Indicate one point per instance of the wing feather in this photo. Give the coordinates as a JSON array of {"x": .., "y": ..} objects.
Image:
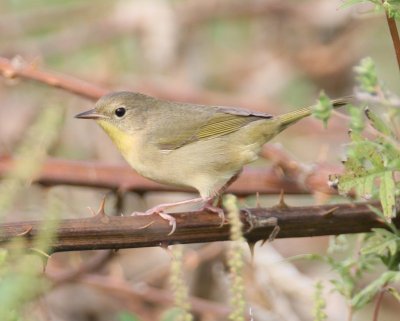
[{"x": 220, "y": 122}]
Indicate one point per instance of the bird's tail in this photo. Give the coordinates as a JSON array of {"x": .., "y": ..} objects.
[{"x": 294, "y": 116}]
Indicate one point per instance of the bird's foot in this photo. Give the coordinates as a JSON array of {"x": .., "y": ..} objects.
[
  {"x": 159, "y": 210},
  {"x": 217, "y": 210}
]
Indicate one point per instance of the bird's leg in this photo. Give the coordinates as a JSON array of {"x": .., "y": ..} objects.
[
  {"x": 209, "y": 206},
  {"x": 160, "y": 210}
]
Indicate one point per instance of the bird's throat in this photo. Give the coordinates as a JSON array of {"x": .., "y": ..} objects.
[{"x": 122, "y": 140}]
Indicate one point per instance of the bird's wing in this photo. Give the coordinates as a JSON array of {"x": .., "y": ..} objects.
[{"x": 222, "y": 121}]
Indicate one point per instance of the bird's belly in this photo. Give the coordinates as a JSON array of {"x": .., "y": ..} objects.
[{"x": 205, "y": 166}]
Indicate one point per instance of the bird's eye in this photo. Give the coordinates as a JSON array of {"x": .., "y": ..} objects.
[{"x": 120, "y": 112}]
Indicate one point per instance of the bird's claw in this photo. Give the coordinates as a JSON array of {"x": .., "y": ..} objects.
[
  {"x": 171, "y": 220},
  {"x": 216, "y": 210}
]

################

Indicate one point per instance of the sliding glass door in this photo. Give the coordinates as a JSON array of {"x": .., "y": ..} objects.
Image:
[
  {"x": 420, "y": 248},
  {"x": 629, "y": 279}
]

################

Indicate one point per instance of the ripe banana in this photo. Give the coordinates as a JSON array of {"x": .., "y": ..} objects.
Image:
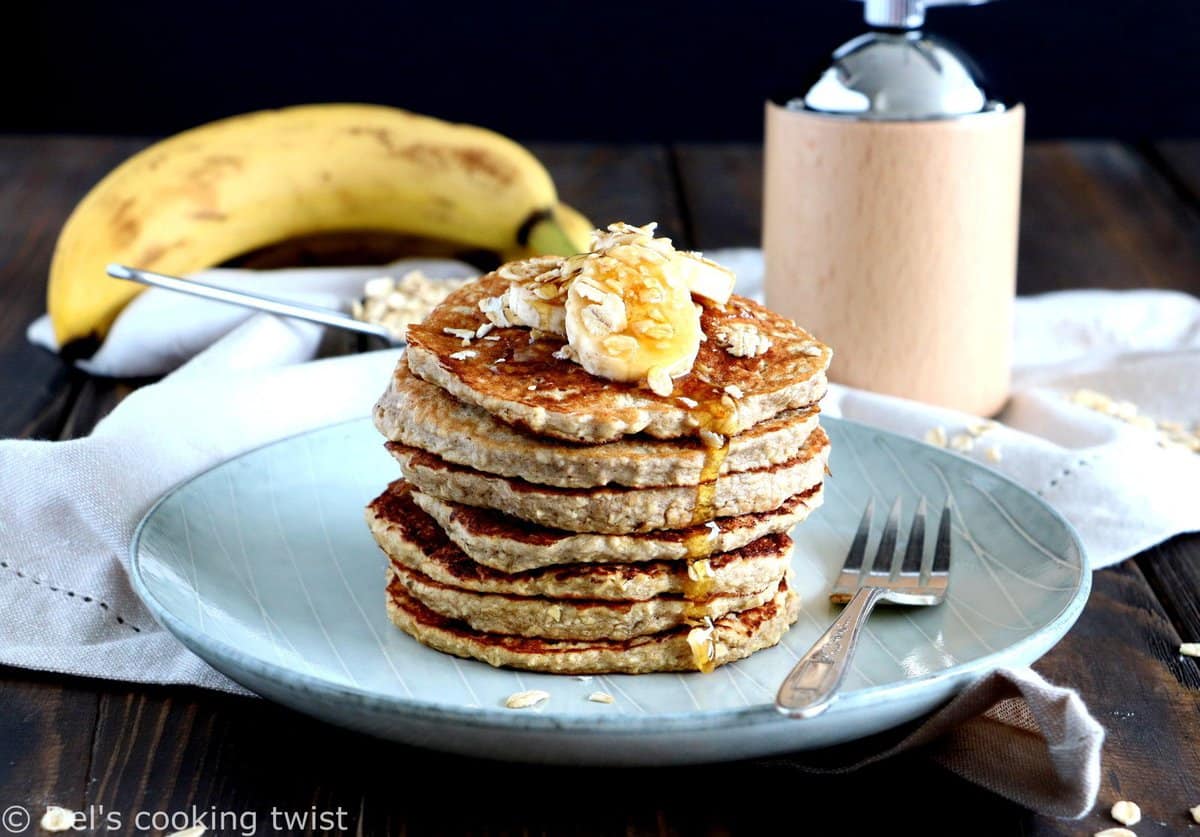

################

## [Exercise aim]
Pick out every line in the records above that contains the string "wing" and copy each one in full.

## [Task result]
Indicate one point per instance of the wing feather in this photo. Give the coordinates as a JSON array of {"x": .., "y": ..} objects.
Indicate one point per instance of the bird's wing in this photo. Give the coordinates as a JSON array of {"x": .., "y": ..} objects.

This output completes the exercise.